Maybe. In fact, the U.S. Supreme Court is currently considering a case that will help clarify whether accessing a database you are allowed to access, but for a purpose for which you are not authorized, constitutes a violation of the statute. When Azimuth “cracked” the iPhone, they probably violated something in the license agreement. I have no earthly clue, because, frankly, the license agreement is unreadable. In fact, that’s kind of the point.
So, violating a license agreement is kinda like cutting the tags off your mattress, right? No big deal? Well, as the Post article points out, some of the founders of Azimuth formed another company, Corillium, which used Apple’s operating system and mounted it onto a computer to create a “virtual” iPhone — one which could more easily be hacked and brute-forced. Cool, cool. But, of course, to do that, you have to copy all of the Apple code to the virtual machine. Apple sued for copyright violation, lost, and may appeal.
When you engage in security research – and particularly when you develop exploits – and do anything other than tell the developer about them under an approved “bug bounty” program, you run the risk of facing a lawsuit or criminal prosecution. The risk. Not the certainty. In fact, even if you discover a vulnerability and attempt to tell the developer about it, you might be prosecuted – especially if you want to be compensated for your time and efforts. Developers want to know about vulnerabilities and exploits so they can fix or defeat them, but they don’t want to be told about them, and they don’t want others to know about them.
In many cases, individuals have been prosecuted (and a few convicted) for embarrassing software developers and demonstrating vulnerabilities. Just ask Georgia’s Scott Moulten or Bret McDanel, or Stefan Puffer (use the Google machine). You have meddled with the primal forces of nature, and the powers that be won’t have it! Other forms of security research pose their own legal threats. If your research is used for illegal purposes and you either know it or are “willfully blind” to it (once the missiles go up, who cares where they go down) you could be prosecuted for conspiracy, aiding and abetting, criminal facilitation or aggravated mopery. You could be prosecuted for “transmitting information” which results in damage to a computer. You could be prosecuted for trafficking in counterfeit access devices (means of accessing a computer without authorization). You could be prosecuted for criminal copyright infringement, bypassing a technological measure designed to prevent access to copyrighted materials or a host of other things.

» **Problem 1**:
From the security research passage, extract the part that opens with the words containing "When you engage" and closes with "know about them.".
» **Problem 2**:
Summarize the security research passage in three sentences.

» **Record excerpts**:

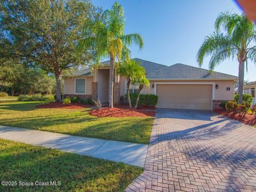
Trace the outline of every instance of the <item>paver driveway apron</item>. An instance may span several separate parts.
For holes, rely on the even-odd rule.
[[[256,190],[256,129],[210,111],[158,109],[145,171],[126,189],[145,190]]]

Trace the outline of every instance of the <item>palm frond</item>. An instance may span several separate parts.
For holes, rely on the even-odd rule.
[[[256,65],[256,45],[247,49],[247,59],[252,60]]]
[[[233,59],[236,53],[235,48],[224,48],[217,50],[212,54],[209,61],[209,70],[212,73],[214,68],[227,59],[232,58]]]
[[[236,47],[233,45],[230,36],[223,34],[214,33],[207,36],[201,45],[196,55],[196,60],[200,67],[203,65],[204,59],[213,53],[217,54],[223,50],[231,50]]]
[[[142,37],[138,34],[125,35],[121,37],[121,39],[125,45],[129,46],[134,43],[139,45],[140,49],[141,49],[144,45]]]

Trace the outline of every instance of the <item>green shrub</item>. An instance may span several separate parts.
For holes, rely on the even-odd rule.
[[[87,99],[87,104],[89,105],[94,105],[93,101],[92,98]]]
[[[83,102],[83,99],[82,99],[79,97],[71,97],[70,101],[71,103],[82,103]]]
[[[227,105],[227,101],[222,102],[220,104],[220,106],[219,106],[220,107],[221,109],[225,110],[226,109],[225,107],[226,107],[226,106]]]
[[[246,113],[249,110],[251,105],[249,104],[237,104],[235,109],[237,113],[241,114],[242,113]]]
[[[252,113],[256,114],[256,104],[255,104],[251,109]]]
[[[125,94],[125,98],[127,98],[128,95]],[[135,106],[137,99],[138,93],[130,93],[130,98],[132,106]],[[158,97],[153,94],[141,94],[139,100],[139,106],[155,106],[157,103]]]
[[[18,100],[20,101],[45,101],[54,102],[55,99],[52,95],[42,95],[41,94],[36,94],[31,95],[21,95],[18,98]]]
[[[236,108],[237,105],[236,103],[234,101],[228,101],[225,106],[225,109],[227,111],[231,111]]]
[[[56,101],[56,94],[54,94],[54,101]],[[64,99],[64,95],[63,94],[61,94],[61,101],[63,101],[63,99]]]
[[[70,98],[66,98],[63,100],[63,103],[64,104],[70,104],[71,103]]]
[[[253,98],[252,95],[250,94],[243,94],[243,104],[249,104],[252,105],[252,100]],[[235,101],[237,103],[238,102],[238,94],[235,94]]]
[[[53,95],[49,95],[46,97],[44,101],[44,103],[48,104],[53,102],[55,102],[54,97]]]
[[[0,92],[0,98],[8,97],[8,94],[5,92]]]

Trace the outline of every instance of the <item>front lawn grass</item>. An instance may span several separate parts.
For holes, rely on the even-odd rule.
[[[37,102],[0,102],[0,125],[148,144],[153,117],[97,117],[83,109],[42,109]]]
[[[1,181],[60,181],[60,186],[3,186],[1,191],[121,191],[142,169],[0,139]]]

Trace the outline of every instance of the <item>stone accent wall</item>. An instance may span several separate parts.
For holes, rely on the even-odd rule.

» **Result 1**:
When you engage in security research – and particularly when you develop exploits – and do anything other than tell the developer about them under an approved “bug bounty” program, you run the risk of facing a lawsuit or criminal prosecution. The risk. Not the certainty. In fact, even if you discover a vulnerability and attempt to tell the developer about it, you might be prosecuted – especially if you want to be compensated for your time and efforts. Developers want to know about vulnerabilities and exploits so they can fix or defeat them, but they don’t want to be told about them, and they don’t want others to know about them.

» **Result 2**:
Apple sued Corillium, a company formed by some of Azimuth's founders, for copyright violation over a "virtual" iPhone built from Apple's operating system, and lost. Security research that goes beyond telling the developer about flaws under an approved bug bounty program risks a lawsuit or criminal prosecution, and even trying to report a vulnerability can lead to prosecution, especially if the researcher wants to be compensated. Researchers could also face charges such as conspiracy, aiding and abetting, trafficking in counterfeit access devices, or criminal copyright infringement, including when their research is used for illegal purposes and they know it or are willfully blind to it.